▸ WHAT YOU WILL DO
Rewrite the data from its start through the line with "MULTIPOLYGON (((335 232, 344", replacing "green lawn" with "grass area" and leaving everything else unchanged.

▸ RECORDS PROVIDED
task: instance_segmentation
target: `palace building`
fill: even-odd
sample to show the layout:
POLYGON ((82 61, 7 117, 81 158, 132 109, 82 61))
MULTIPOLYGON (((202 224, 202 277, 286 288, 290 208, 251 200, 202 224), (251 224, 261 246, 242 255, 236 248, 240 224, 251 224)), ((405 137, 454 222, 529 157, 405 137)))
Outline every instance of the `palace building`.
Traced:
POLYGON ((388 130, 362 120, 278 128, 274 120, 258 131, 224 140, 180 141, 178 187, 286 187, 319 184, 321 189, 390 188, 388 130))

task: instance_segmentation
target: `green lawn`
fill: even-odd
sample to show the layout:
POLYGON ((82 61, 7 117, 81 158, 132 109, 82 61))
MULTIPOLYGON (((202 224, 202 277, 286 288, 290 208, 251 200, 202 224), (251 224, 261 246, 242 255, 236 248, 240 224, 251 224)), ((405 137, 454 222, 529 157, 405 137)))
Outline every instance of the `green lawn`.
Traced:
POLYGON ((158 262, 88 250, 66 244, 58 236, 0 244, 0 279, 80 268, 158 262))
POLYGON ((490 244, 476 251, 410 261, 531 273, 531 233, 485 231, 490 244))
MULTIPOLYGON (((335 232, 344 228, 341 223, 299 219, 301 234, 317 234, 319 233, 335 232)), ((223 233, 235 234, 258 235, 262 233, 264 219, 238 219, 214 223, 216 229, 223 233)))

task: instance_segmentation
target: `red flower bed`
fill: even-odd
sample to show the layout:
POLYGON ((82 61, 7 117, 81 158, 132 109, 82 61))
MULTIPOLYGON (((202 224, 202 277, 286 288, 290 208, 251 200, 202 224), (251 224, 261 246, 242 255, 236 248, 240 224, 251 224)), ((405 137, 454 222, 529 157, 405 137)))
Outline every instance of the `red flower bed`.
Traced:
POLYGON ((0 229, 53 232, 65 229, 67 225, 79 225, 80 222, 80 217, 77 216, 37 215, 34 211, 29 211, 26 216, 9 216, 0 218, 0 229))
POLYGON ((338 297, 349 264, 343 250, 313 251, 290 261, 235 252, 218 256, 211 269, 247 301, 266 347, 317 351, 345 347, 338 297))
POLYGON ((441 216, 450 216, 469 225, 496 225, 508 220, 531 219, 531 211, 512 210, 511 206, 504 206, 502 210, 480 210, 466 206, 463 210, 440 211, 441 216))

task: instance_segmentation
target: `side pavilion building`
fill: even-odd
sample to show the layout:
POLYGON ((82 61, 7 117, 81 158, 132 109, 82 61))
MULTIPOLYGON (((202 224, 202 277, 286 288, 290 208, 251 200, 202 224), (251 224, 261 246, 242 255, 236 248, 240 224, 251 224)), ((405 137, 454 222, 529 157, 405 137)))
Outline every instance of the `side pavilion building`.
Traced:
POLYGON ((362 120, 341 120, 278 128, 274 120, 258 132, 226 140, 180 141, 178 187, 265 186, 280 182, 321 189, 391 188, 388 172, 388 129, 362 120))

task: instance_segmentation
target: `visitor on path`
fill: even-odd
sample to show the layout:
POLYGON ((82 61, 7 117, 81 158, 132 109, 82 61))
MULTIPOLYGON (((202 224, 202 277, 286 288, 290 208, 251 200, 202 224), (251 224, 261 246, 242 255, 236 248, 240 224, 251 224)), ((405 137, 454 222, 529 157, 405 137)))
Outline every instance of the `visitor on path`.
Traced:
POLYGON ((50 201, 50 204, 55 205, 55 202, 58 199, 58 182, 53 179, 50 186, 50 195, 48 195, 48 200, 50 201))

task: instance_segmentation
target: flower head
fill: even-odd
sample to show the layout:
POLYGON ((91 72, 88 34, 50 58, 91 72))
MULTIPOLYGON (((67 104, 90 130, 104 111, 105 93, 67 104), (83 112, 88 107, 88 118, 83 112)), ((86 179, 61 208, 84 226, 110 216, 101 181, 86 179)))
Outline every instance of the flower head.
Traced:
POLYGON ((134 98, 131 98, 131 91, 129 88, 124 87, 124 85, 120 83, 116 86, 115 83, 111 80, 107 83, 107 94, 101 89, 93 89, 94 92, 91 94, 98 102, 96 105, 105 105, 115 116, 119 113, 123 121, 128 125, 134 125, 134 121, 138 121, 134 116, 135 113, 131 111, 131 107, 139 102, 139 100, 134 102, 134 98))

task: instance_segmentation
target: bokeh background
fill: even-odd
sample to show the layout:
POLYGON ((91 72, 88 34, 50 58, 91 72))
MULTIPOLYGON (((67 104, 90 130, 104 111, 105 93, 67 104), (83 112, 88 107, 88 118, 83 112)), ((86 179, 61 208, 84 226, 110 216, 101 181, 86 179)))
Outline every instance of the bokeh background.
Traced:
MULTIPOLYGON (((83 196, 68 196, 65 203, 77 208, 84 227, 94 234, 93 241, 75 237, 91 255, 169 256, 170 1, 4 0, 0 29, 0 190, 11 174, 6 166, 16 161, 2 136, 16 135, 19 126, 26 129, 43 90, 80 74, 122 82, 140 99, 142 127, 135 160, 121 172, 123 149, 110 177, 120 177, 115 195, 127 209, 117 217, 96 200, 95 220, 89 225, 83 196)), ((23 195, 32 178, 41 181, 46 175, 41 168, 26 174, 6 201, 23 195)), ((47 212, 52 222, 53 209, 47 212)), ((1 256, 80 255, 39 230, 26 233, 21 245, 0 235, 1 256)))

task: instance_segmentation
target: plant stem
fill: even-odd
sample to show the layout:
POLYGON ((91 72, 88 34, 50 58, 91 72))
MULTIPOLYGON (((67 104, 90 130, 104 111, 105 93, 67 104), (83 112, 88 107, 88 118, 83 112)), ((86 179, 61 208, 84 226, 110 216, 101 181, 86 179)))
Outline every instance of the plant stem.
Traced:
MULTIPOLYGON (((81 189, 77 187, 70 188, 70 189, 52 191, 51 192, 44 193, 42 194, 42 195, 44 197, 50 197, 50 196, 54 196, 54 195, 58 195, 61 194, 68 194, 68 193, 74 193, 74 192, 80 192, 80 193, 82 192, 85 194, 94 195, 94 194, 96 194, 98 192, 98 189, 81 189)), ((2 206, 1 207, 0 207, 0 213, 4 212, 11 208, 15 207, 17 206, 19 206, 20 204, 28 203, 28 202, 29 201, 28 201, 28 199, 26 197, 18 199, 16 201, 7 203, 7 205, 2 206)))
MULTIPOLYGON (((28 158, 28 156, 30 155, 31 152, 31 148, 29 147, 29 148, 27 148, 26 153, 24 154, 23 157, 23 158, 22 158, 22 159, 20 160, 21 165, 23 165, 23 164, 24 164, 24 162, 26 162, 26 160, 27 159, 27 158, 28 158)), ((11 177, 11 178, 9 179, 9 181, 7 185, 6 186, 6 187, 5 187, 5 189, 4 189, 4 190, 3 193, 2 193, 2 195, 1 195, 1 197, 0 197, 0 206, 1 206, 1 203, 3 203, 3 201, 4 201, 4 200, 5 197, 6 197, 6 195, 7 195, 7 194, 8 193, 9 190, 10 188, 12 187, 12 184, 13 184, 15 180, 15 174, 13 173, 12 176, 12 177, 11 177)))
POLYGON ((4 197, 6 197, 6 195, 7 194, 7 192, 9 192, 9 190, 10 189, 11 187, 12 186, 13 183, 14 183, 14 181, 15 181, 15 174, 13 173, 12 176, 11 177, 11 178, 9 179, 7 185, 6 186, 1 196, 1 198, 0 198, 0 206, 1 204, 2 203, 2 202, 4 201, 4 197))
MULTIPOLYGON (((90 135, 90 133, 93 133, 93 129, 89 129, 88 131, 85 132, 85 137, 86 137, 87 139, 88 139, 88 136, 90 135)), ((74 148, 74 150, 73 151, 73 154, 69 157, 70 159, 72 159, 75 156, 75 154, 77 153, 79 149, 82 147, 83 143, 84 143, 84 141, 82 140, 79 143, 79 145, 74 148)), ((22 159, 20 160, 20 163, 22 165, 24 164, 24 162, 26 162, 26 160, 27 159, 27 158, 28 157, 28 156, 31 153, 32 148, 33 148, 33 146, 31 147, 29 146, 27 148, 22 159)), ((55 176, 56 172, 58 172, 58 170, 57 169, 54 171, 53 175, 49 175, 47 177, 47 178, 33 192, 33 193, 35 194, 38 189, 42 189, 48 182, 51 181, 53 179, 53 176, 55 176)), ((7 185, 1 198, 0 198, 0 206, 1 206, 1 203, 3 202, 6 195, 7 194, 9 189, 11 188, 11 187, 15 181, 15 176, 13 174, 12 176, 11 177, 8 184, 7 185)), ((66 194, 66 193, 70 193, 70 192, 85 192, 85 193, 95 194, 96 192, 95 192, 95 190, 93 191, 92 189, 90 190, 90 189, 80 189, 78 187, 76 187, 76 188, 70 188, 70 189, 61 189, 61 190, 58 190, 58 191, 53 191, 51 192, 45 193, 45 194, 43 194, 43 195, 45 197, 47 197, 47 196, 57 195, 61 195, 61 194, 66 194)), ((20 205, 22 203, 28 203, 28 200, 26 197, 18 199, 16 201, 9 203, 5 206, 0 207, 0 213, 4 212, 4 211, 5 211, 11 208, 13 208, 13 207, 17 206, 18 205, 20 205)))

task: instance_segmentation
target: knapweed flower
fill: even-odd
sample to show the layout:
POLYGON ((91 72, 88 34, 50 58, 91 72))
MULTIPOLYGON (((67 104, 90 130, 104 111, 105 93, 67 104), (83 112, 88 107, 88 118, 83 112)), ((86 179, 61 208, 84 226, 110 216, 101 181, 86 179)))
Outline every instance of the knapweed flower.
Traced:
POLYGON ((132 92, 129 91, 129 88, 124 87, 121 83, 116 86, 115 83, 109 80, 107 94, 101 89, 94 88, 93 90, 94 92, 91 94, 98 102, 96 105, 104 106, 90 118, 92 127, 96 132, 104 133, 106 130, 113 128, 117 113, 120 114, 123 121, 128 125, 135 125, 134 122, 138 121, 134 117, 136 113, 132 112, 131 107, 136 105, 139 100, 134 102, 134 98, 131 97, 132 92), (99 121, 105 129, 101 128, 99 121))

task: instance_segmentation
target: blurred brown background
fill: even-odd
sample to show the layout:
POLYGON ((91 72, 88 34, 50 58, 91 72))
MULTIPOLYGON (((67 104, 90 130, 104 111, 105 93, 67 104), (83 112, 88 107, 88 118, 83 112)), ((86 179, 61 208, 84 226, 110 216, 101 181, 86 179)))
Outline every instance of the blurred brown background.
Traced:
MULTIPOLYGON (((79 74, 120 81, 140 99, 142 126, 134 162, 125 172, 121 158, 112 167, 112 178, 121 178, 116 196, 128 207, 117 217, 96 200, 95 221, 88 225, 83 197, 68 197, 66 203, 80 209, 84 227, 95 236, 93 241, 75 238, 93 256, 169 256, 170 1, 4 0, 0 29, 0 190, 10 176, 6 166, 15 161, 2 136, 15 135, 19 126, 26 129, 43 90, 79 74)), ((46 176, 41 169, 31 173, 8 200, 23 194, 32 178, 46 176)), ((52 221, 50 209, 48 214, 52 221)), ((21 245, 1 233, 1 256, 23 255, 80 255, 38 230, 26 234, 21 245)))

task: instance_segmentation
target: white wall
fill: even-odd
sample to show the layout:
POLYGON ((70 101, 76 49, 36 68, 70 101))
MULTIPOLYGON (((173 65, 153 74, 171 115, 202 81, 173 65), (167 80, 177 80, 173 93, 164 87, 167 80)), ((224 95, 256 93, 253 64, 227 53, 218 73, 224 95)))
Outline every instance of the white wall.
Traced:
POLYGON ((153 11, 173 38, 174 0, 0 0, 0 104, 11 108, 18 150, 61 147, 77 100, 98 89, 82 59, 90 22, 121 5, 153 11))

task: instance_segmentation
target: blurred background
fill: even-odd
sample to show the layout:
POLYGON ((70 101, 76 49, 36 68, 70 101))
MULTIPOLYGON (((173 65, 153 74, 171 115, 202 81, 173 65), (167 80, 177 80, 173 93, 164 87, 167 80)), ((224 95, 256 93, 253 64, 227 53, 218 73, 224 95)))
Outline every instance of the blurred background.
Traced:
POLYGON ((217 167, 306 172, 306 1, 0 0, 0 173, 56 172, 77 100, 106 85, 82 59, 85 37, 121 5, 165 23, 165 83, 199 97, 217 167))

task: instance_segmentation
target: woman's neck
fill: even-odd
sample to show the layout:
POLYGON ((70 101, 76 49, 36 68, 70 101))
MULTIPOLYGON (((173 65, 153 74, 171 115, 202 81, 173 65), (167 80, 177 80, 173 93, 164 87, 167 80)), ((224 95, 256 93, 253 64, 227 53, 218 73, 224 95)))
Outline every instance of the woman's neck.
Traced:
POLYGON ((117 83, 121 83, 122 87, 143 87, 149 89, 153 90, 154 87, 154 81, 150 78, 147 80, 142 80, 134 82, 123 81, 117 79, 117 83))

▸ THE OUTPUT
task: instance_segmentation
target: `palace building`
fill: even-odd
sample to show the layout:
POLYGON ((82 61, 7 117, 81 158, 132 109, 82 61))
MULTIPOLYGON (((202 224, 202 277, 286 288, 290 208, 251 200, 202 224), (251 224, 261 246, 242 255, 236 248, 240 224, 251 224)), ((405 137, 454 222, 529 157, 405 137)))
Outline every instance of the `palace building`.
Traced:
POLYGON ((388 130, 362 120, 278 128, 274 120, 258 131, 224 140, 180 141, 178 187, 286 187, 319 184, 321 189, 390 188, 388 130))

task: instance_segmentation
target: `grass area`
fill: even-odd
sample to show the layout:
POLYGON ((82 61, 7 117, 81 158, 132 109, 82 61))
MULTIPOLYGON (((202 224, 202 277, 286 288, 290 208, 251 200, 202 224), (251 224, 261 246, 242 255, 236 248, 240 224, 251 224)), ((405 137, 454 222, 529 157, 405 137)))
Outline every instance of the `grass area`.
Traced:
POLYGON ((158 262, 88 250, 66 244, 58 236, 0 244, 0 279, 80 268, 158 262))
POLYGON ((490 244, 476 251, 410 261, 531 273, 531 233, 485 231, 490 244))
MULTIPOLYGON (((335 232, 344 228, 341 223, 299 219, 301 234, 317 234, 319 233, 335 232)), ((223 233, 235 234, 258 235, 262 233, 264 219, 238 219, 214 223, 216 229, 223 233)))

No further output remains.